STUDY TEXT
________________

High debt and inflation are two big problems facing global growth.
Due to high debt and deficit levels, countries such as Nigeria and other developing economies are under severe financial stress.
Sixty per cent of low-income countries are already in debt distress or at high risk of it.
Speaking yesterday at a roundtable opening section to mark the beginning of this month’s Spring Meetings, Malpass suggested steps to improve the implementation of the common framework on debt and inflation reduction.
The World Bank chief asked Nigeria and others to establish a timeline for forming creditors’ committees, suspend debt service payments and penalty interest and focus on expanding eligibility.
He also called for a simple rule so that it can be evaluated and enforced, and engaging commercial creditors at the beginning of the process.
The debt crisis is expected to continue to worsen in 2022.
On the contagious issue of rising inflation problem, which is causing immense strain, he said policies need to be adjusted to enhance supply, not just increasing demand.

________________

SUPPLIED DATA
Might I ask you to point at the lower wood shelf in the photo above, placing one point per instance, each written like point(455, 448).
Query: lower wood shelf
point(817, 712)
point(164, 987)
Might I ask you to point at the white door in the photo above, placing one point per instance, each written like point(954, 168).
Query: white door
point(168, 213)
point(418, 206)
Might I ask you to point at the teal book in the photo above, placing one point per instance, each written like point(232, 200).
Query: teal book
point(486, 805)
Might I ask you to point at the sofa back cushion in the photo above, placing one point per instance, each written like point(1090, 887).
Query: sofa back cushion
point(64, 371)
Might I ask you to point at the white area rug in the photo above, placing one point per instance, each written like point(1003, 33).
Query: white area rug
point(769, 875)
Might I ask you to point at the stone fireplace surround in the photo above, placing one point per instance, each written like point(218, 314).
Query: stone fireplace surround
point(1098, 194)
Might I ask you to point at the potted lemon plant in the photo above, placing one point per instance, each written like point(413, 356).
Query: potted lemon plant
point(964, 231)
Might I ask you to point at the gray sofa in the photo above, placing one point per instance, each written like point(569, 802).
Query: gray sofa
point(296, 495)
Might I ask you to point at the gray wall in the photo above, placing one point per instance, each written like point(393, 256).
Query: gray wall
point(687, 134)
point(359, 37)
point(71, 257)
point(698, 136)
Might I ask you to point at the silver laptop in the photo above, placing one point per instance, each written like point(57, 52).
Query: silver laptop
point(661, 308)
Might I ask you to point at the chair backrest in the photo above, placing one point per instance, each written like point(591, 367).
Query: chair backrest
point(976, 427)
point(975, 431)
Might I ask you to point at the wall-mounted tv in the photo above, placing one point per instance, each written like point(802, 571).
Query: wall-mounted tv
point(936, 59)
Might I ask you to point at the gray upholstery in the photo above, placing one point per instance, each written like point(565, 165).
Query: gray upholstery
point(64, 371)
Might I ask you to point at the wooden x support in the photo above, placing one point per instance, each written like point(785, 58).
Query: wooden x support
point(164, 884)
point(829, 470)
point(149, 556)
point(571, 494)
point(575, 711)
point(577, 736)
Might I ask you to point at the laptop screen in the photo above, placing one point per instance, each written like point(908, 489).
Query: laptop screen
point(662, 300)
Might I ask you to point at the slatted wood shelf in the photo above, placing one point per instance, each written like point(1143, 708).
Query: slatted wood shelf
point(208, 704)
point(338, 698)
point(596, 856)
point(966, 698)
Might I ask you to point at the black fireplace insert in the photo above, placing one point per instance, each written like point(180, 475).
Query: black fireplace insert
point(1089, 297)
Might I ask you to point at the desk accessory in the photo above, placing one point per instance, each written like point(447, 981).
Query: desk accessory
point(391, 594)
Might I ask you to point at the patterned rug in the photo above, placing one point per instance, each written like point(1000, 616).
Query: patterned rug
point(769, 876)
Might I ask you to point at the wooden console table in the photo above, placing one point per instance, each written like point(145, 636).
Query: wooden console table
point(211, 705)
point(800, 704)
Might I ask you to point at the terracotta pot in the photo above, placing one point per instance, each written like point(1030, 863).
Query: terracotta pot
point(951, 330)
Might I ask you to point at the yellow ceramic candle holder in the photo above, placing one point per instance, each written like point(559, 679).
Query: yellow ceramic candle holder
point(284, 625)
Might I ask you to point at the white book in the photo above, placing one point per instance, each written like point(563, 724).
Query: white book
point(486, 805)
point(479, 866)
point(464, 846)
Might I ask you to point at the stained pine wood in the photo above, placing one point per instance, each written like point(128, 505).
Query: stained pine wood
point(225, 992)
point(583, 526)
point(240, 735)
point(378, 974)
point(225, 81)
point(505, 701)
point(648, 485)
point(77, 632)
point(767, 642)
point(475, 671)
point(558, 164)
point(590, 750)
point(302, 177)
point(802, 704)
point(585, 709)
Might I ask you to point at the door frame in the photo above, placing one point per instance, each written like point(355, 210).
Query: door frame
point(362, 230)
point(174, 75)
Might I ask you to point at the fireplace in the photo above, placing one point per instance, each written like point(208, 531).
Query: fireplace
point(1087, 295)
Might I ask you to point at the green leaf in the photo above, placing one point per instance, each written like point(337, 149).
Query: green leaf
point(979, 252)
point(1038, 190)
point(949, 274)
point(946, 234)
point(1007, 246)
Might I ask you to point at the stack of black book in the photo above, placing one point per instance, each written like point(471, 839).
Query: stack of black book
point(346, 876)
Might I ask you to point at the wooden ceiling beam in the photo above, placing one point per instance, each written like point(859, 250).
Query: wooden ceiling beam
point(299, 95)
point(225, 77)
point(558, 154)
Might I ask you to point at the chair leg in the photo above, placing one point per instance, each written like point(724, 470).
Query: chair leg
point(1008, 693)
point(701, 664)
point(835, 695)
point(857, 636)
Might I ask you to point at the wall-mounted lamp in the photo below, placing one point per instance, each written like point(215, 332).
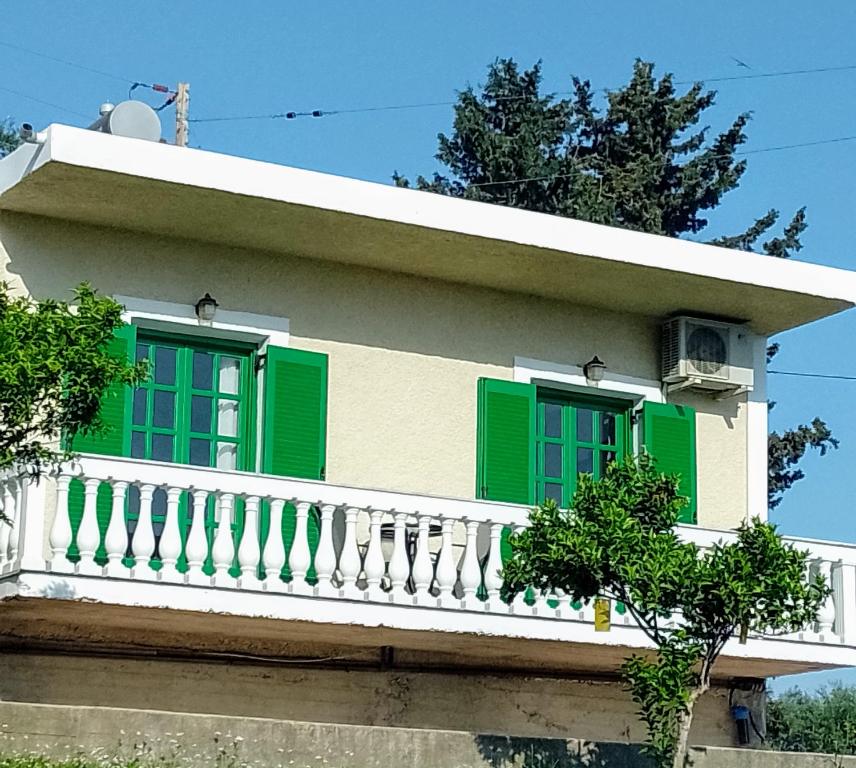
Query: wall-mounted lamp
point(206, 308)
point(594, 370)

________________

QUESTIONS ON THE MATERIAL
• A. According to the article on debt and inflation, what share of low-income countries are already in debt distress or at high risk of it?
• B. In the article on debt and inflation, reproduce word for word the passage starting at "The World Bank" and ending at "worsen in 2022.".

EXPECTED RESULTS
• A. Sixty percent.

• B.
The World Bank chief asked Nigeria and others to establish a timeline for forming creditors’ committees, suspend debt service payments and penalty interest and focus on expanding eligibility.
He also called for a simple rule so that it can be evaluated and enforced, and engaging commercial creditors at the beginning of the process.
The debt crisis is expected to continue to worsen in 2022.